▸ **Records from a collection**:
■ ■ ■ ■
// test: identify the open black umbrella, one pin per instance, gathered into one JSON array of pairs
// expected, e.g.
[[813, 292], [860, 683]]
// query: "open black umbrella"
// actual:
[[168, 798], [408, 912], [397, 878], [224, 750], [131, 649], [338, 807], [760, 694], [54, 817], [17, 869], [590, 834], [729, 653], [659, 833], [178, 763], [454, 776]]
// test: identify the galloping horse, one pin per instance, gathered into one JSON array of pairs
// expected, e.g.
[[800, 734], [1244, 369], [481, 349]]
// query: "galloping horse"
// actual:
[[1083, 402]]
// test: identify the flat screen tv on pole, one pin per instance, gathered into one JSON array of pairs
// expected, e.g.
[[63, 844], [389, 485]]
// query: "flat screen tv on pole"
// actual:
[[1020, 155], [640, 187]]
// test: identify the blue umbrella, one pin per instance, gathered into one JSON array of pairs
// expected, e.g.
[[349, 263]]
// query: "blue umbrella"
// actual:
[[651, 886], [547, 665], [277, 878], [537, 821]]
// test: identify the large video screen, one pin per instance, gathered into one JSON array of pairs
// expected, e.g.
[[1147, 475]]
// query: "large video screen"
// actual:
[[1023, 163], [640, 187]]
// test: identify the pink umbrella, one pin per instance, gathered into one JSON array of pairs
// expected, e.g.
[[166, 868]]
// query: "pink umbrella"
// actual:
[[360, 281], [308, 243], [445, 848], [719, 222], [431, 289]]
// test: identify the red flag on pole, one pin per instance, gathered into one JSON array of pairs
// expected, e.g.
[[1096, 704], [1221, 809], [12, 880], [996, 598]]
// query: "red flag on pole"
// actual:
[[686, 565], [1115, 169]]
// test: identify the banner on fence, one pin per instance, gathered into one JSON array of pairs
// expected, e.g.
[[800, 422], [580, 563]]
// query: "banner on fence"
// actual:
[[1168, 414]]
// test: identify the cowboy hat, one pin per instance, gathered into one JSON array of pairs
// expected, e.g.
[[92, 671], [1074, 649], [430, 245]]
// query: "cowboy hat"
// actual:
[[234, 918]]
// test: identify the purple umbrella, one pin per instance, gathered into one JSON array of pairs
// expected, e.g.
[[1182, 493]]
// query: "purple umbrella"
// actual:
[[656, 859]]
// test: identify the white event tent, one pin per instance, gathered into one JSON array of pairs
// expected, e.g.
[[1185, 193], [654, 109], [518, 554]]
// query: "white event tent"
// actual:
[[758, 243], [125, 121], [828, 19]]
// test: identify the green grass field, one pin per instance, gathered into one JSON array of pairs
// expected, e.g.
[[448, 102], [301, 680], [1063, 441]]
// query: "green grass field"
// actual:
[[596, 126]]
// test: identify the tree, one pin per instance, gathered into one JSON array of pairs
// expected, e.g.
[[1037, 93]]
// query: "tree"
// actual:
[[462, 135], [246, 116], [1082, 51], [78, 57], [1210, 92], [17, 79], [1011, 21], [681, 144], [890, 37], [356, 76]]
■ ■ ■ ■
Retype all of the rows above, character for character, leaving nothing out.

▸ **THE RESPONSE**:
// test: identify the open black umbrella, one pin per instance, gathered into one JSON array of pairs
// expected, e.g.
[[813, 292], [860, 683]]
// query: "open black umbrella"
// actual:
[[168, 798], [408, 912], [397, 878], [224, 750], [131, 649], [338, 807], [760, 694], [54, 817], [17, 869], [590, 834], [729, 653], [659, 833], [178, 763], [454, 776]]
// test: identify the galloping horse, one pin per instance, gathered into one JSON array of pairs
// expected, e.g.
[[800, 734], [1244, 369], [481, 349]]
// query: "galloping horse"
// actual:
[[1083, 402]]
// test: identify the flat screen tv on pole, one pin per instance, gathered into one JSON array of pairs
// expected, e.g.
[[63, 844], [389, 485]]
// query: "flat screen tv on pole"
// actual:
[[1020, 155], [640, 187]]
// test: identify the blue umbrella, one pin per instance, gathered into one JSON array of pairs
// expected, e.g.
[[349, 263]]
// query: "blue umbrella"
// actual:
[[651, 886], [547, 665], [277, 878], [537, 821]]
// test: identify the large video screen, one pin per instance, gathered into one JSON array of pairs
// expected, e.g.
[[1147, 475]]
// query: "large video screen"
// actual:
[[1023, 163], [640, 187]]
// test: identify the pink umbrella, one pin per instance, gathered into one JSON array of pairs
// expected, e.g.
[[166, 868]]
// query: "pink umbrella"
// actual:
[[360, 281], [308, 243], [445, 848], [719, 222], [431, 289]]
// test: identify the red flag on pole, one pin per instance, gathered into one JSON array of pairs
// expected, e.g.
[[1096, 704], [1221, 809], [12, 880], [996, 598]]
// query: "red flag on pole"
// actual:
[[686, 565], [1115, 169]]
// test: identify the banner on fence, one pin per instance, gathered into one JSON array of pairs
// expected, e.g.
[[800, 422], [580, 563]]
// query: "banner on fence"
// actual:
[[1168, 414]]
// test: identify the cowboy hat, one pin per instance, gathered into one JSON array of pairs
// expected, e.g.
[[92, 671], [1074, 649], [430, 245]]
// query: "cowboy hat"
// actual:
[[234, 918]]
// test: identify the purple umbrella, one pin per instance, gathered into one JSON array of pairs
// expected, e.g.
[[1182, 493]]
// query: "purple umbrella"
// actual:
[[656, 859]]
// test: identify the white event tent, one pin per instance, gathered into one JSON array of pairs
// expected, e.g.
[[1185, 193], [654, 109], [518, 554]]
// query: "white event tent"
// actual:
[[758, 243], [125, 121], [828, 19]]
// test: identify the green grass field, one pin per instance, gathered into one JSON array of pairs
// expected, e.g.
[[448, 102], [301, 680], [1063, 441]]
// query: "green grass field"
// actual:
[[596, 126]]
// test: identify the tree, one pin per instance, gathered into one JSON array of pairs
// expected, e.g.
[[1037, 93]]
// query: "tree"
// actual:
[[462, 135], [246, 116], [1082, 51], [78, 57], [1210, 92], [17, 79], [1011, 21], [681, 144], [890, 37], [356, 76]]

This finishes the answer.